▸ **PROVIDED ENTRIES**:
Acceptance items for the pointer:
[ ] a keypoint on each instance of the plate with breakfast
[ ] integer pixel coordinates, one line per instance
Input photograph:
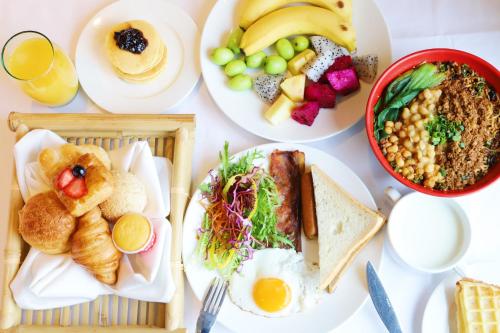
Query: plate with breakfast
(293, 82)
(290, 229)
(138, 56)
(466, 304)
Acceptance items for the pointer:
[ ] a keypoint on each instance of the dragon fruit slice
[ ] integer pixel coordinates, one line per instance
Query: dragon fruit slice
(366, 67)
(341, 62)
(268, 87)
(306, 113)
(323, 45)
(315, 68)
(344, 81)
(321, 93)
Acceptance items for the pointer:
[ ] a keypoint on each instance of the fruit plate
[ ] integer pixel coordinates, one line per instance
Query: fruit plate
(97, 77)
(440, 311)
(333, 309)
(246, 109)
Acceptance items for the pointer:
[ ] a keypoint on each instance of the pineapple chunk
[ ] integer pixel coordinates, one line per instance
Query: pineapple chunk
(297, 62)
(294, 87)
(280, 111)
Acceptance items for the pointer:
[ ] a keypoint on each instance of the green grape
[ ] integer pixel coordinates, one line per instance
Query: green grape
(235, 67)
(255, 60)
(275, 65)
(221, 56)
(300, 43)
(240, 82)
(285, 49)
(234, 39)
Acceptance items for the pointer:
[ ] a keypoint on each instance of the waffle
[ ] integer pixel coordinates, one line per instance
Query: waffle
(478, 307)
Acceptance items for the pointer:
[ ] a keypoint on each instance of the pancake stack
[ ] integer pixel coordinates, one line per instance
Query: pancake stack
(136, 51)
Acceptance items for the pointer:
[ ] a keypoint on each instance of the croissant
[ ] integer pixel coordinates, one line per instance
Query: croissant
(92, 247)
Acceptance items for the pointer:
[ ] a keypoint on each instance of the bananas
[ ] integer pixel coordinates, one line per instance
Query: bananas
(297, 20)
(255, 9)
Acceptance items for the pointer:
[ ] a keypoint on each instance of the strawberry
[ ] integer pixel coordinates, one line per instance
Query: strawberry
(76, 189)
(64, 178)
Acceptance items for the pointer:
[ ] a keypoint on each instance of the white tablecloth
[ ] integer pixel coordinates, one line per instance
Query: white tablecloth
(473, 26)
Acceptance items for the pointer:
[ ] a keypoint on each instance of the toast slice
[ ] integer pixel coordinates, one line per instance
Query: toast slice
(478, 306)
(344, 227)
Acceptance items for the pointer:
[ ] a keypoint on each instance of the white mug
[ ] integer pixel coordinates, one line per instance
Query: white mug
(430, 234)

▸ **DIRECTIONS FOR THIS TASK**: Retype every entry exactly as written. Leave the pictures out.

▸ **RESPONSE AREA**:
Acceptance items for the pointer:
[ ] a keypoint on each instance of the plate with breakfast
[ ] integer pixel coordinates, one line per instance
Input photograph:
Query: plate with breakfast
(293, 82)
(290, 229)
(138, 56)
(466, 304)
Acceptance items for the pointer:
[ ] a keypoint on each instance of the dragon fruit slice
[ ] integer pixel coordinates, one line per instance
Query: dragon fruit slice
(366, 67)
(341, 62)
(268, 87)
(306, 113)
(323, 45)
(315, 68)
(344, 81)
(321, 93)
Acceptance items for the pointer:
[ ] a keypoint on each instance of the fruit plate
[ ] integer pixel coordinates, one line per instance
Query: fruit plate
(97, 77)
(440, 311)
(333, 309)
(246, 109)
Acceptance items for the pointer:
[ ] a keypoint on each instance of the pineapple chunk
[ ] integer pixel coordinates, one line per instance
Query: pineapple chunk
(297, 62)
(294, 87)
(280, 111)
Acceptance items for the pointer:
[ ] a keypoint on each instance of the green grape
[ ] integer pixel coordinates, one line per instance
Query: green grape
(235, 67)
(255, 60)
(275, 65)
(221, 56)
(300, 43)
(240, 82)
(285, 49)
(234, 39)
Acceptance items for the pointer:
[ ] a keypoint on each instance of the waffle
[ ] integer pixel coordinates, one line per instance
Query: waffle
(478, 307)
Acceptance items for the pointer:
[ ] a keypoint on each instance of the pancake stack
[ ] integer pixel coordinates, one line per instance
Query: pancake stack
(136, 51)
Acceptance items for the pointer:
[ ] a keypoint on each instance of the croissant
[ ] integer pixel coordinates, one line per instance
Query: croissant
(92, 247)
Acceptance items for the pointer:
[ ] a keypoint on each instance of the bananas
[ ] integer pixel coordinates, one line per instance
Query: bananas
(297, 20)
(255, 9)
Acceptance items for the pointer:
[ ] a keypoint on each instance of the strawberry
[ ] integer pixel coordinates, one line per instance
Query: strawberry
(76, 189)
(64, 178)
Acceptance items for the pointer:
[ ] a keypoint on each instance of the white tablecloth
[ ] integer pixel coordinates, one line per instance
Query: white tablecloth
(473, 26)
Acceptance items for the pointer:
[ ] a keypoint on each instance of the toast slice
[ ] integer pixel coordinates, one line per instance
Query: toast slice
(478, 306)
(344, 227)
Acceptance items for the pointer:
[ ] a keypoint on each instance of the white mug
[ ] integer pixel coordinates, one line per instance
Query: white mug
(430, 234)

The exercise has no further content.